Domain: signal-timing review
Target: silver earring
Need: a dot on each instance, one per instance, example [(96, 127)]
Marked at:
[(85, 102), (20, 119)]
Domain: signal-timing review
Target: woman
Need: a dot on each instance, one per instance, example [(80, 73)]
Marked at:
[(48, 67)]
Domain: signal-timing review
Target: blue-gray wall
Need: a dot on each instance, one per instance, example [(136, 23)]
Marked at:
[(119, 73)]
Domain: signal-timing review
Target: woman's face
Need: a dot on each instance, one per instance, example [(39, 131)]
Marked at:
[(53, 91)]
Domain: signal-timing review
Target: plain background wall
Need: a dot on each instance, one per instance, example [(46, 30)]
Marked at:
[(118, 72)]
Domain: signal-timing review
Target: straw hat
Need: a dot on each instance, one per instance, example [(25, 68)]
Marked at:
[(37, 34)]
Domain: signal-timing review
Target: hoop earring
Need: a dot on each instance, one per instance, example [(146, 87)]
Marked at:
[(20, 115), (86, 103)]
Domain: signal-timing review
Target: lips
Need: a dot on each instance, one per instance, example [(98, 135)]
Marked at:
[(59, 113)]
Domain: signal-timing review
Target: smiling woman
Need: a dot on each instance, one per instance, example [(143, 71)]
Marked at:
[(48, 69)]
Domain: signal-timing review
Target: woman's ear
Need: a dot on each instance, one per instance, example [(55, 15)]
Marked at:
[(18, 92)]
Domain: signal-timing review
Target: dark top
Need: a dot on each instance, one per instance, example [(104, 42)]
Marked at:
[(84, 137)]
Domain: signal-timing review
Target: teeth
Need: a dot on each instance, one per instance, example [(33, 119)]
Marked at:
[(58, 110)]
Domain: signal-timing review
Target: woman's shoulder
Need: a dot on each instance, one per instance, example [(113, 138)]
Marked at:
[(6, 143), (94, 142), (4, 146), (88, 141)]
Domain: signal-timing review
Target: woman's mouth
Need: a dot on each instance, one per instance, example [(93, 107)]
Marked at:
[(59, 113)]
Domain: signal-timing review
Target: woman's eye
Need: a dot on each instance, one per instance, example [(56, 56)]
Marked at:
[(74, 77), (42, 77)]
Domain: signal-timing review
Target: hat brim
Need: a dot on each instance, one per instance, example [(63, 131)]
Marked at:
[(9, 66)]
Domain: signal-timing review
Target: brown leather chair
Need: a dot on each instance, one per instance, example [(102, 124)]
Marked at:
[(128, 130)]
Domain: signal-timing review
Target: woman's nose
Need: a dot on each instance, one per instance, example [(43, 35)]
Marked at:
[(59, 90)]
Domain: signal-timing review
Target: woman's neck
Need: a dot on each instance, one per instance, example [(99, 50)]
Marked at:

######

THE TASK = Start to finish, copy the material out exactly.

OUTPUT FOR THIS EXERCISE =
Domain: signal-timing review
Target: silver earring
Need: a dot on each instance, one per instance, example [(96, 127)]
Marked at:
[(85, 102), (20, 119)]
Domain: signal-timing review
Target: woman
Need: a dot on each instance, one per instance, example [(80, 73)]
Marked at:
[(48, 67)]
Domain: signal-timing review
Target: blue-gray wall
Need: a dot on each instance, one per instance, example [(136, 23)]
Marked at:
[(119, 73)]
Domain: signal-timing review
Target: woman's face
Need: a dot on each instance, one per instance, example [(39, 131)]
Marked at:
[(53, 91)]
Domain: signal-timing review
Target: plain background wall
Need: a dot on each instance, one per instance, example [(46, 30)]
Marked at:
[(118, 72)]
Domain: signal-timing review
Target: straw hat
Need: a dot on each instance, one per instance, example [(25, 68)]
Marked at:
[(37, 34)]
Domain: signal-timing review
Target: hoop earring
Need: a dot on each instance, one per instance, example [(146, 87)]
Marked at:
[(20, 115), (86, 103)]
Domain: signal-timing review
Target: lips
Need: a dot on each instance, one per instance, example [(98, 135)]
Marked at:
[(59, 113)]
Domain: signal-timing review
Target: smiling woman
Need: a dot on each instance, one per instance, example [(143, 71)]
Marked at:
[(48, 69)]
Domain: signal-timing review
Target: woman's ear
Need: a dot on each instance, one per instance, example [(55, 15)]
Marked at:
[(18, 92)]
Domain: signal-timing review
Target: dark top
Need: a dot on each instance, one per instance, example [(104, 42)]
Marked at:
[(84, 137)]
Domain: signal-timing review
Target: teeth
Need: a dot on each instance, one per instance, example [(33, 119)]
Marked at:
[(58, 110)]
Domain: signal-timing review
Target: woman's shoulder
Need: a dot on each instance, one per instance, example [(113, 138)]
Marked at:
[(6, 143), (94, 142), (4, 146), (88, 141)]
Domain: signal-timing review
Target: woman's mouth
Need: a dot on each instance, one per instance, example [(93, 107)]
Marked at:
[(59, 113)]
Domain: signal-timing review
Target: woman's eye
Need: a dot on each instance, one per instance, example [(56, 56)]
Marked at:
[(74, 77), (42, 77)]
Domain: signal-timing review
Target: hat brim
Need: a dot on each instance, one per instance, example [(63, 131)]
Marked at:
[(9, 66)]
Domain: signal-timing review
Target: brown leather chair
Need: a dot on each instance, one per instance, example [(102, 124)]
Marked at:
[(128, 130)]
Domain: signal-timing review
Target: woman's nose
Need: a dot on each instance, one per instance, example [(43, 35)]
Marked at:
[(59, 90)]
Domain: signal-timing review
Target: woman's neck
Need: a dot on each instance, one per instance, example [(99, 50)]
Marked at:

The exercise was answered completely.